> _DATA SECTION_:
= = =

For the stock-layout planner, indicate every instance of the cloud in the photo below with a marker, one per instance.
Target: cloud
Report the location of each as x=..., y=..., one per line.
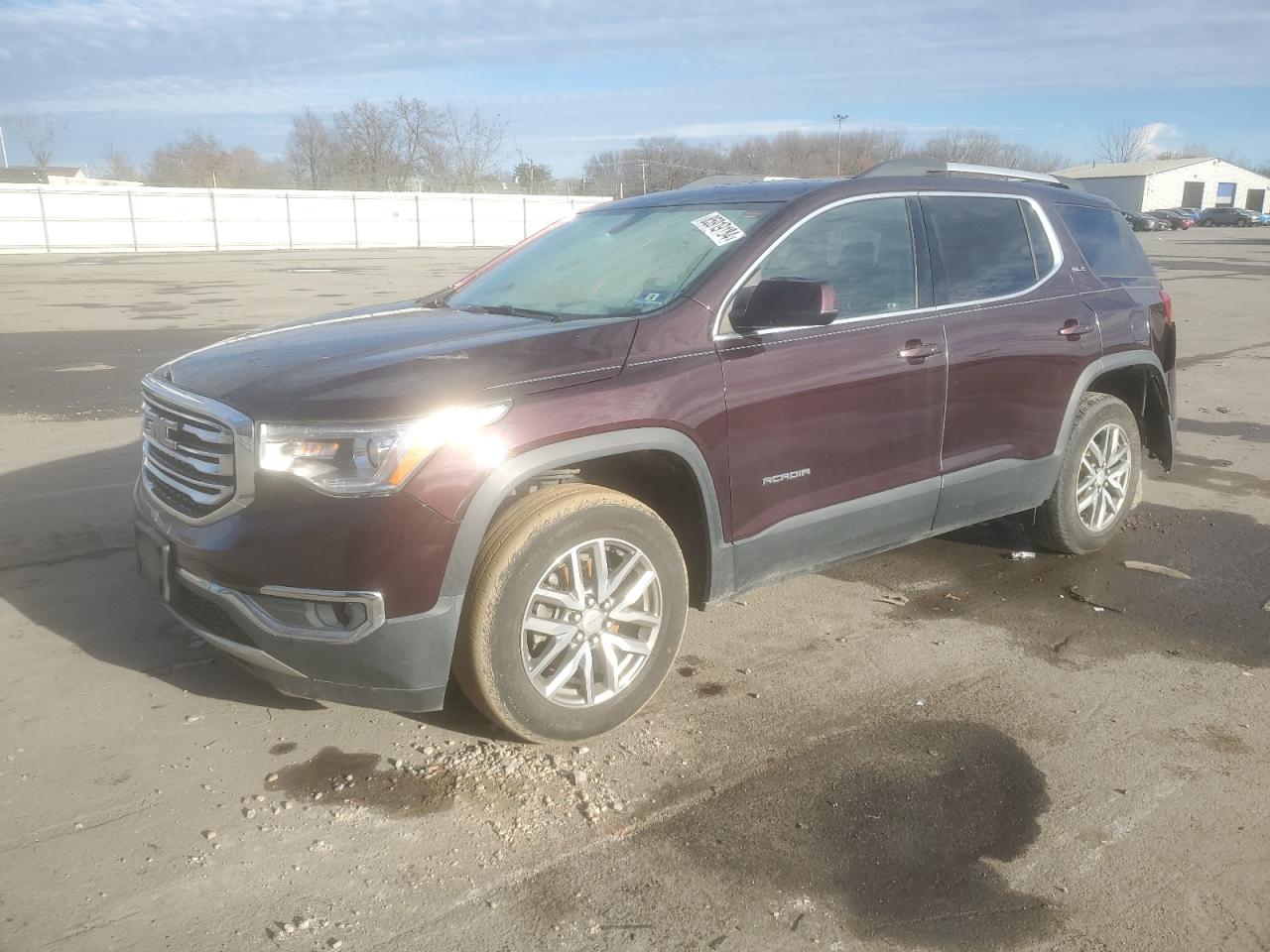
x=1160, y=137
x=575, y=71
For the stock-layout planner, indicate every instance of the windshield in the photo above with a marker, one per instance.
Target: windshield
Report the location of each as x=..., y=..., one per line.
x=612, y=263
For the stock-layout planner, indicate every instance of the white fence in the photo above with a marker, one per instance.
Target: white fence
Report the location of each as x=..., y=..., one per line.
x=36, y=218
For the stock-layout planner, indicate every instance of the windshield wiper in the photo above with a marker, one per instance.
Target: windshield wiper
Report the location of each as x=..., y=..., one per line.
x=511, y=311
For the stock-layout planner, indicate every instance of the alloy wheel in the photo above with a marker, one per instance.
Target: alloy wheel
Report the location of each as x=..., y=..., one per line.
x=592, y=622
x=1102, y=481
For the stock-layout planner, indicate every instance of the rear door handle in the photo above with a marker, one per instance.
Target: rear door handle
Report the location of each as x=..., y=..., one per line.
x=917, y=352
x=1074, y=330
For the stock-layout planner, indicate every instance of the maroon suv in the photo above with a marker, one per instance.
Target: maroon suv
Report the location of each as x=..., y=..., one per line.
x=530, y=476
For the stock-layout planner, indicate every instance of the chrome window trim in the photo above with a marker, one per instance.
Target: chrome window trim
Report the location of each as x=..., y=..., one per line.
x=244, y=448
x=1051, y=234
x=246, y=608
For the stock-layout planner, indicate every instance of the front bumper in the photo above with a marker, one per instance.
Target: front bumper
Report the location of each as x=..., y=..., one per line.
x=398, y=664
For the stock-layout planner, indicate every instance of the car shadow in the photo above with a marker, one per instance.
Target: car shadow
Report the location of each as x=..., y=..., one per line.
x=81, y=583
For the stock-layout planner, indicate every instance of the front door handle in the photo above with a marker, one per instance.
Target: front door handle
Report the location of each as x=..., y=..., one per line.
x=1075, y=330
x=916, y=352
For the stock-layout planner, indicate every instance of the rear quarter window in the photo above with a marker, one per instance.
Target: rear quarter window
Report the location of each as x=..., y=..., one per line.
x=1106, y=241
x=985, y=245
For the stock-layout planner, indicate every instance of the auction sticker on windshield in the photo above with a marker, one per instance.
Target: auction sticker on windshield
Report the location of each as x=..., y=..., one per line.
x=717, y=227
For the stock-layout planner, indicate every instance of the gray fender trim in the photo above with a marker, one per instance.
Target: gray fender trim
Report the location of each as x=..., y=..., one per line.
x=497, y=486
x=1111, y=362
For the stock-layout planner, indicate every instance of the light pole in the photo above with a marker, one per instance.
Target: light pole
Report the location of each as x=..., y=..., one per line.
x=839, y=118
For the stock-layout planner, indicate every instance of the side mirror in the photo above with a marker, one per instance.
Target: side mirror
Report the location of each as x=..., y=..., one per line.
x=788, y=302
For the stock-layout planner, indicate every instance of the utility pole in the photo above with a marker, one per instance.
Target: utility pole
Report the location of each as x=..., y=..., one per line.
x=839, y=118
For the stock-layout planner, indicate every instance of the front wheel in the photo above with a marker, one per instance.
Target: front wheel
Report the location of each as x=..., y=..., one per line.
x=1098, y=480
x=575, y=612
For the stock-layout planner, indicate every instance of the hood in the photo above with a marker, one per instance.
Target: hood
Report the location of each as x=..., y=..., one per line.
x=397, y=361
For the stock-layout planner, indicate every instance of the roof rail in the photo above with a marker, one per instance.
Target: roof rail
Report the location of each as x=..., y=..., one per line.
x=733, y=180
x=938, y=167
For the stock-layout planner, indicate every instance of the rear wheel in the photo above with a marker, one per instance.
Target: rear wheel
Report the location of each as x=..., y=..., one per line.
x=1098, y=481
x=576, y=610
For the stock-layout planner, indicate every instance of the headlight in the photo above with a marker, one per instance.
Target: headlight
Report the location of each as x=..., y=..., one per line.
x=350, y=460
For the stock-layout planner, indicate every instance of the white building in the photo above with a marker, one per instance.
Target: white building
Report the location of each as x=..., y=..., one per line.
x=1173, y=182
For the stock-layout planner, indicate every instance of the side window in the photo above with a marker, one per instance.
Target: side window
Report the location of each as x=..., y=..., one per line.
x=864, y=249
x=1106, y=241
x=984, y=245
x=1043, y=253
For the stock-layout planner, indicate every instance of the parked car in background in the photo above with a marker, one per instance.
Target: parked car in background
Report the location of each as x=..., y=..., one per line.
x=1228, y=214
x=1175, y=220
x=1144, y=222
x=530, y=476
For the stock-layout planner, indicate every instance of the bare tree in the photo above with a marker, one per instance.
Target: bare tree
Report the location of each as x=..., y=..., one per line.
x=245, y=168
x=312, y=153
x=370, y=139
x=1124, y=143
x=40, y=134
x=195, y=160
x=471, y=148
x=421, y=139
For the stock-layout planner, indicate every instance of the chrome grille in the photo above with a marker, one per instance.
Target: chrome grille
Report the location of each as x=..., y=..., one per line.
x=189, y=457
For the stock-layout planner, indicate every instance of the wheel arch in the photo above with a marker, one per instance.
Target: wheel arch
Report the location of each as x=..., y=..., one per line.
x=1138, y=379
x=616, y=460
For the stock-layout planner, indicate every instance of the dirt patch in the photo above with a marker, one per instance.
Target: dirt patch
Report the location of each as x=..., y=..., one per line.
x=334, y=777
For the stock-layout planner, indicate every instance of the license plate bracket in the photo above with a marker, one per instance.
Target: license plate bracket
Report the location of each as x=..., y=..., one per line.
x=154, y=560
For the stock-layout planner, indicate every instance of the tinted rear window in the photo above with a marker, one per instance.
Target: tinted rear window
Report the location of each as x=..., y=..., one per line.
x=983, y=243
x=1106, y=241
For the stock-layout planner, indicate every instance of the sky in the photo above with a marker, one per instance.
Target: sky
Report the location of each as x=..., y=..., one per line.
x=572, y=77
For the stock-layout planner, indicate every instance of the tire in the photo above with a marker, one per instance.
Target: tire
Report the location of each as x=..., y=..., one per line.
x=526, y=555
x=1083, y=513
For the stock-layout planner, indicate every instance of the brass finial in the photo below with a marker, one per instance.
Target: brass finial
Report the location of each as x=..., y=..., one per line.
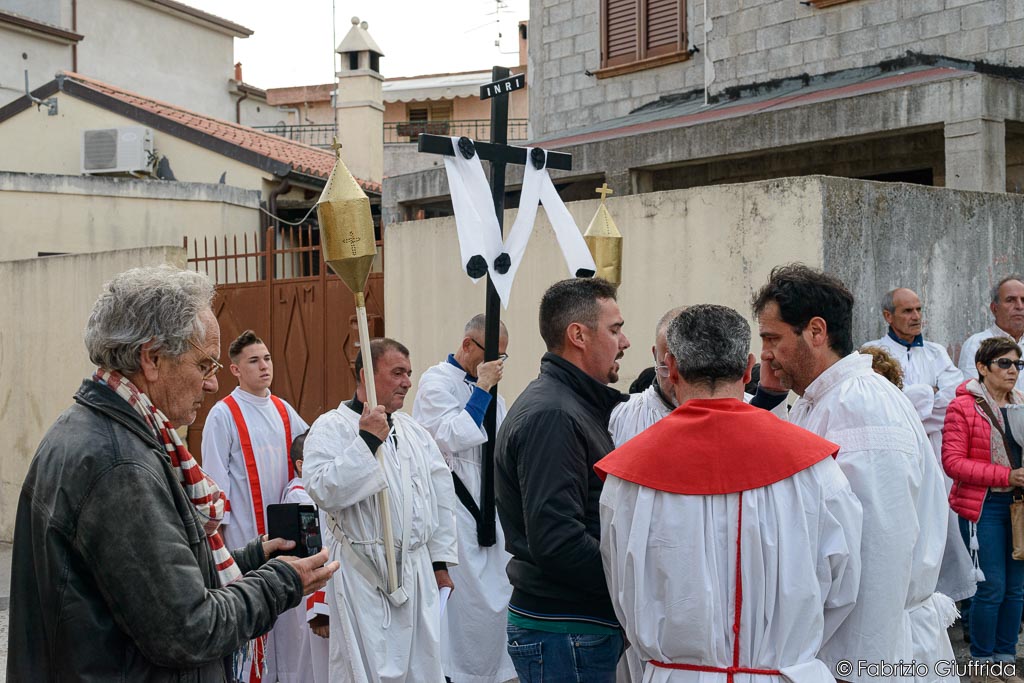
x=605, y=242
x=346, y=227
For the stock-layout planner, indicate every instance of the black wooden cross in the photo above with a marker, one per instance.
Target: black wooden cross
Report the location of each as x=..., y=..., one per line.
x=499, y=153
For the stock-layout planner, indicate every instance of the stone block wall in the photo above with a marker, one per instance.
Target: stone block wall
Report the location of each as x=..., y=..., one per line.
x=753, y=41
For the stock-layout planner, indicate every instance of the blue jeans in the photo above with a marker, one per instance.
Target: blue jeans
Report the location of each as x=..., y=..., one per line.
x=563, y=657
x=995, y=609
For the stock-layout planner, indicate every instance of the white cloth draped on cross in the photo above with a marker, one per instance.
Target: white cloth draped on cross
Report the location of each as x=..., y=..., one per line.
x=479, y=238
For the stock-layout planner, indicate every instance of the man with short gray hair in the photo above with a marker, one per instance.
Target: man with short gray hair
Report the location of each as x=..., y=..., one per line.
x=119, y=571
x=755, y=508
x=930, y=381
x=1008, y=308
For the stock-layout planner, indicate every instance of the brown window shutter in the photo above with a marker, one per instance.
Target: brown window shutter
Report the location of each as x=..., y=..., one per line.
x=663, y=33
x=622, y=17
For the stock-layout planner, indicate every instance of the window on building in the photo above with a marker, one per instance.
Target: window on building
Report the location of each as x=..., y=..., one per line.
x=639, y=34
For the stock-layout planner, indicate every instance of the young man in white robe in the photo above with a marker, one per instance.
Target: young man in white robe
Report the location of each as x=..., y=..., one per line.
x=805, y=318
x=657, y=400
x=1008, y=308
x=451, y=401
x=305, y=660
x=730, y=538
x=930, y=380
x=246, y=441
x=377, y=634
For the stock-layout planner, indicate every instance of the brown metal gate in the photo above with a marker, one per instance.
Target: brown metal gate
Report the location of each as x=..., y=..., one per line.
x=281, y=288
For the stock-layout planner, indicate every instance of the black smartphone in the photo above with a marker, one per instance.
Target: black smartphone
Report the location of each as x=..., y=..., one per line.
x=298, y=522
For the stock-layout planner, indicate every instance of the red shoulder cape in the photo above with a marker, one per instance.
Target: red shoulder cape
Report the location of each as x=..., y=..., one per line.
x=713, y=446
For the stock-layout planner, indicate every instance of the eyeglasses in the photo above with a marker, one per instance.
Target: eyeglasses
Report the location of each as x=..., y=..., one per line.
x=1006, y=364
x=501, y=356
x=215, y=366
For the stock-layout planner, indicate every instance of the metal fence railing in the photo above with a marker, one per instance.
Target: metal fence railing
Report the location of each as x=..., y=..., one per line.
x=322, y=135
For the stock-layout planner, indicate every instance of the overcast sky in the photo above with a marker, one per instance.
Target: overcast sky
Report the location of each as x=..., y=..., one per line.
x=292, y=43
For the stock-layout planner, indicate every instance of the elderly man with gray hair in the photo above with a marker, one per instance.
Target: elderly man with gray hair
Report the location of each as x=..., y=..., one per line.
x=1008, y=308
x=730, y=538
x=119, y=571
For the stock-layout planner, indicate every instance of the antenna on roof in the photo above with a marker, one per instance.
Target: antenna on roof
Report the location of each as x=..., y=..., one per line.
x=50, y=104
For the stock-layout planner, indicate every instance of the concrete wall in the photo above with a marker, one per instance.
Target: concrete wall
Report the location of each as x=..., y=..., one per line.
x=42, y=358
x=45, y=57
x=62, y=155
x=78, y=214
x=753, y=41
x=139, y=47
x=948, y=246
x=704, y=245
x=718, y=245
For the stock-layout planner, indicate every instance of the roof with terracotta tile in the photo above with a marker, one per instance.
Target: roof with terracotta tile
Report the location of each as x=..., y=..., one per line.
x=260, y=148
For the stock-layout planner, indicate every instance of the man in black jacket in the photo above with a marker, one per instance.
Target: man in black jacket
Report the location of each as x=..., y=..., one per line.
x=548, y=493
x=119, y=572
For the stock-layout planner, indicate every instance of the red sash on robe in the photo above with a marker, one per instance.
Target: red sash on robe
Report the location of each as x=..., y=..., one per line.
x=714, y=446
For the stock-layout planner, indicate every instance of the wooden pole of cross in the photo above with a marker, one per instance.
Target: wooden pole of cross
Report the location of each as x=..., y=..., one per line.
x=500, y=154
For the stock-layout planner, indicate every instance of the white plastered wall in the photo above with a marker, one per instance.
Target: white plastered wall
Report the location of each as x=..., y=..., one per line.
x=705, y=245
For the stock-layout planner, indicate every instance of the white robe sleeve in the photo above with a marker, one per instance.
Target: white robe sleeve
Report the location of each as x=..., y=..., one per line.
x=968, y=351
x=440, y=412
x=443, y=544
x=839, y=548
x=338, y=468
x=218, y=432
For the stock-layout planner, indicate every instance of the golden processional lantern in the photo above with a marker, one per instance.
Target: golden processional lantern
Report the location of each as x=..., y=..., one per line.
x=349, y=248
x=605, y=242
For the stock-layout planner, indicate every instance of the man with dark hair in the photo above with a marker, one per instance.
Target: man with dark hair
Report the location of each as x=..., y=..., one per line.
x=548, y=493
x=1008, y=308
x=930, y=380
x=246, y=440
x=451, y=401
x=805, y=318
x=763, y=562
x=377, y=634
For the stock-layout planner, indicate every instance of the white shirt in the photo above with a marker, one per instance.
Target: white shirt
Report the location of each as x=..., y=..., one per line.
x=371, y=639
x=970, y=350
x=300, y=655
x=224, y=462
x=930, y=381
x=887, y=458
x=671, y=566
x=473, y=640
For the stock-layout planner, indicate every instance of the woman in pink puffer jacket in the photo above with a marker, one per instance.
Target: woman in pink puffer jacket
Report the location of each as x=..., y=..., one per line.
x=985, y=469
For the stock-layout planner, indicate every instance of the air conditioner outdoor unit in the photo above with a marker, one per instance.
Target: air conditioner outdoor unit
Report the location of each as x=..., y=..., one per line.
x=124, y=150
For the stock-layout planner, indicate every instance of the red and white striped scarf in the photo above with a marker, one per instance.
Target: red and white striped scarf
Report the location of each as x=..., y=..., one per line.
x=202, y=491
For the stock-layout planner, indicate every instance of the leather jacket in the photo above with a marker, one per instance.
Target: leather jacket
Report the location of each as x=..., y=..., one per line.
x=112, y=575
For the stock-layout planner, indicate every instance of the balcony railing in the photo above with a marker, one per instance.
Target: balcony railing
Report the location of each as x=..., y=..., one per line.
x=322, y=135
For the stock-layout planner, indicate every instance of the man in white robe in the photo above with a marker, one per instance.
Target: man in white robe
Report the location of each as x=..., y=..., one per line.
x=644, y=409
x=805, y=319
x=246, y=440
x=1008, y=308
x=376, y=635
x=730, y=538
x=305, y=658
x=930, y=381
x=654, y=402
x=451, y=401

= = =

Recast the rows from the line with "of the blue" up to and including the line with "x=995, y=609" as a JSON list of strings, one string per line, leaving out blank lines.

> _THE ANSWER_:
[
  "For the stock-layout planner, indicate every instance of the blue jeans in the photo above with a marker, one per instance.",
  "Target: blue jeans",
  "Report the location of each as x=..., y=..., one per line.",
  "x=563, y=657",
  "x=995, y=609"
]